[start]

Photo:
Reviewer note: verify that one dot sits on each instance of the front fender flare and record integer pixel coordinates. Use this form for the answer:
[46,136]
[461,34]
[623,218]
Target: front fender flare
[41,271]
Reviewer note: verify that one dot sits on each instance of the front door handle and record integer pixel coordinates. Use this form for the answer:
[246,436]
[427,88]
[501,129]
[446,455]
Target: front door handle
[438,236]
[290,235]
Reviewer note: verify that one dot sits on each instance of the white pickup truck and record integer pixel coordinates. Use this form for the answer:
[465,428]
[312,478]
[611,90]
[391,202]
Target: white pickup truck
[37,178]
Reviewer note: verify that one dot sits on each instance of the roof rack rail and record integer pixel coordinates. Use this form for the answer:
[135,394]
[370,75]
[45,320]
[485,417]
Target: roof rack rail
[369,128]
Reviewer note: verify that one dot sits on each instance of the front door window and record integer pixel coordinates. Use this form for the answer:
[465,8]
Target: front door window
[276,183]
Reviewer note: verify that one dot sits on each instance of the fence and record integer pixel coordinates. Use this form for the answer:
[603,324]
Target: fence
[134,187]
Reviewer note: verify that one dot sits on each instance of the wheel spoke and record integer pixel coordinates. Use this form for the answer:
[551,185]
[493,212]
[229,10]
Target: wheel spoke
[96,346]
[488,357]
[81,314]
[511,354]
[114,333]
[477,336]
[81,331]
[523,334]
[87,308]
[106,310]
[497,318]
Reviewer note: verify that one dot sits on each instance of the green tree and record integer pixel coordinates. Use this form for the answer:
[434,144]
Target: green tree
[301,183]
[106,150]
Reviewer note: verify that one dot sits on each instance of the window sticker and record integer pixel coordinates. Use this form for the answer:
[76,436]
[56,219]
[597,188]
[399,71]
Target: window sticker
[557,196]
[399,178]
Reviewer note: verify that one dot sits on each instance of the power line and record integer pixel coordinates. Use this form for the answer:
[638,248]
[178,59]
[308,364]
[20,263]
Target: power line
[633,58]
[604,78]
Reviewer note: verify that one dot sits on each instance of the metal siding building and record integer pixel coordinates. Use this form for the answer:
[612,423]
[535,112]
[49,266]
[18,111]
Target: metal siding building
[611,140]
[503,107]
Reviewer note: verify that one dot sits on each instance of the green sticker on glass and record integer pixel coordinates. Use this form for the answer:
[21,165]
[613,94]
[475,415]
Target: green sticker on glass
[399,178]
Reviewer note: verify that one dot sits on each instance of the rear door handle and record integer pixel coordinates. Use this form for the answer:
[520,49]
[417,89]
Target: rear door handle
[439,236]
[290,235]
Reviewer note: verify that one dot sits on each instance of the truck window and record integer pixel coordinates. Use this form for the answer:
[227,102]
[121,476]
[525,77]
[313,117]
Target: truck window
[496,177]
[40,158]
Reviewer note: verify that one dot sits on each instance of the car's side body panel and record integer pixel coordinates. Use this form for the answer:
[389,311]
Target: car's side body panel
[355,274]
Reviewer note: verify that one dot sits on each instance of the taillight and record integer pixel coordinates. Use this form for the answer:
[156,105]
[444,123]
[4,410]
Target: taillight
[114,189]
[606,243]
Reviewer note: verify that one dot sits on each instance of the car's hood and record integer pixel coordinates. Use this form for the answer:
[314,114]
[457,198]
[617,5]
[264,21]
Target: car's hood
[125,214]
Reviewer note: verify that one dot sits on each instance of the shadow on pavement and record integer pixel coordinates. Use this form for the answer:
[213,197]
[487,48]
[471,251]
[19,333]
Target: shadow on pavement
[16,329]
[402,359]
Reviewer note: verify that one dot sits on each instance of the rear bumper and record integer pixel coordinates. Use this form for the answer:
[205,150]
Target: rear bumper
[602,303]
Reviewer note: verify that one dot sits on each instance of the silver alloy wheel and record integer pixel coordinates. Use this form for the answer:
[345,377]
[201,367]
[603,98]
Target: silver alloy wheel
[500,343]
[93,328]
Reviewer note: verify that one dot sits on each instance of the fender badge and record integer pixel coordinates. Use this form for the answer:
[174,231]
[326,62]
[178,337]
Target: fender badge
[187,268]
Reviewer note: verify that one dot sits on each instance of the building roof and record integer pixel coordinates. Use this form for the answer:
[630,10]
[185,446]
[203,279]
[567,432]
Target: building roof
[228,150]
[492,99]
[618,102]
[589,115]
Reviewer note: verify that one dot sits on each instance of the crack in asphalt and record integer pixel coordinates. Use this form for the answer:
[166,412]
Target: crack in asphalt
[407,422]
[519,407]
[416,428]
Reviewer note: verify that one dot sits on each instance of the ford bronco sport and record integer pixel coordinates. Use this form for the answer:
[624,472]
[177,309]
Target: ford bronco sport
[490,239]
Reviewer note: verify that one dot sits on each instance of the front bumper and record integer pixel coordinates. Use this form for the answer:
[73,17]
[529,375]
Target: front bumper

[end]

→ EXERCISE DIRECTIONS
Copy out the material above in its entirety. Every detail must match.

→ ANSWER
Photo:
Reviewer note: verify that one dot sits on each instance of the front fender flare and record integer pixel coordinates. Use this form for the answer:
[46,136]
[461,34]
[623,218]
Target: front fender flare
[41,271]
Reviewer note: verify that one dot sits on each instance of the front door handle and record integer pixel coordinates. Use this form for the answer:
[246,436]
[427,88]
[501,129]
[446,455]
Target: front door handle
[438,236]
[290,235]
Reviewer note: verify that one dot sits on each instance of the white pickup truck and record integer pixel coordinates. Use this form for the answer:
[465,428]
[312,478]
[611,90]
[391,202]
Target: white pickup truck
[37,178]
Reviewer note: verify that one dot sits on each instance of the roof rack rail and record integer pixel coordinates. Use this form for the answer:
[135,394]
[370,75]
[45,320]
[485,417]
Target: roof rack rail
[369,128]
Reviewer note: verify that one dot sits on each instance of the front door window and record integer pixel coordinates. Use this form for the answer:
[465,8]
Target: front door window
[276,183]
Reviewer note: verify that one dot sits on each instance of the fence and record integer pixel coordinates. Use this form for the answer:
[603,324]
Target: fence
[134,187]
Reviewer note: verify that one dot sits on each instance of the wheel spoke and record integer pixel coordinates. Use this form for the answer:
[551,185]
[493,212]
[229,10]
Target: wheel spoke
[96,346]
[488,357]
[81,314]
[511,354]
[114,333]
[477,336]
[81,331]
[523,334]
[87,308]
[106,310]
[497,318]
Reviewer note: verify that one dot sits on each instance of the green tree and record integer pixel coordinates. Use this form for the answer:
[434,144]
Target: green tree
[301,183]
[106,150]
Reviewer note: verify that one dot sits on each instance of the window sticker and record integer pixel coordinates. Use this form for the answer:
[76,436]
[56,219]
[597,188]
[399,71]
Target: window sticker
[557,196]
[399,178]
Reviewer note: verify that one dot sits on each instance of the power line and record integer pixel coordinates. Use this form for the answer:
[638,248]
[178,59]
[308,364]
[20,263]
Target: power line
[633,58]
[604,78]
Reviewer note: verify that one dot sits on each instance of the metal siding building and record integer pixel coordinates. Use this form for the answer:
[612,423]
[535,112]
[49,266]
[18,111]
Target: metal siding building
[611,140]
[503,107]
Reviewer note: verify that one dot sits on each instance of the green sticker on glass and record integer pixel coordinates. Use this form for the answer:
[21,165]
[613,94]
[475,415]
Target: green sticker on glass
[399,178]
Reviewer note: verify that one dot sits on each instance of the rear door handle and record integer pixel coordinates. Use this form for the answer:
[520,49]
[417,89]
Target: rear door handle
[439,236]
[290,235]
Reviewer note: verify that one dot sits on each instance of the truck window and record integer pixel coordinates. Use this form for the answer:
[227,102]
[121,476]
[525,77]
[313,117]
Target: truck window
[496,177]
[40,158]
Reviewer note: verify that one dot sits on each instance of the car's side body panel and record integer pixel coordinates. Use this form for the answer:
[389,311]
Target: car's side body panel
[355,274]
Reviewer note: verify that one dot sits on each instance of the taillight and record integer pixel coordinates. Use this form for the answer:
[156,105]
[444,123]
[4,410]
Target: taillight
[114,189]
[606,243]
Reviewer note: verify that one dot sits on each instance of the car's hood and record integer pixel coordinates. Use this form for the answer:
[314,114]
[457,198]
[617,5]
[264,21]
Target: car's hood
[125,214]
Reviewer note: verify that one dot sits on each instance of the shadow on pavement and record integer pixel coordinates. Use this form for the answer:
[213,197]
[487,48]
[471,251]
[19,333]
Target: shadow on pavement
[16,329]
[402,359]
Reviewer note: verify that one dot sits on each instance of the rear bumper and record integer pixel coordinates. Use this form for the answer:
[205,150]
Target: rear bumper
[602,303]
Reviewer note: verify that one dot sits on each instance of the silver alloy wheel and record integer pixel coordinates. Use this form for the answer:
[345,377]
[201,367]
[603,98]
Target: silver alloy wheel
[500,343]
[93,328]
Reviewer note: verify that one dot sits on each instance of the fender badge and record integer pixel coordinates. Use this form for the answer:
[174,231]
[326,62]
[178,337]
Target: fender badge
[187,268]
Reviewer note: verify that one dot sits on each instance of the building roof and record integer pixel coordinates. Use this form for the answer:
[630,10]
[185,446]
[203,279]
[567,432]
Target: building roof
[228,150]
[492,99]
[618,102]
[589,115]
Reviewer note: verify that one dot sits on each instance of the crack in asphalt and record integer pixel coordinates. Use this form for the answer:
[166,412]
Target: crack in asphalt
[407,422]
[519,407]
[416,428]
Reviewer note: verify that one dot sits on each instance of the ford bronco sport and record integer pixel coordinates. Use this form for the answer:
[624,472]
[177,309]
Target: ford bronco sport
[490,239]
Reviewer note: verify that one dot sits on each instance of the front bumper and record integer pixel coordinates. Use this form for the answer:
[73,17]
[529,375]
Target: front bumper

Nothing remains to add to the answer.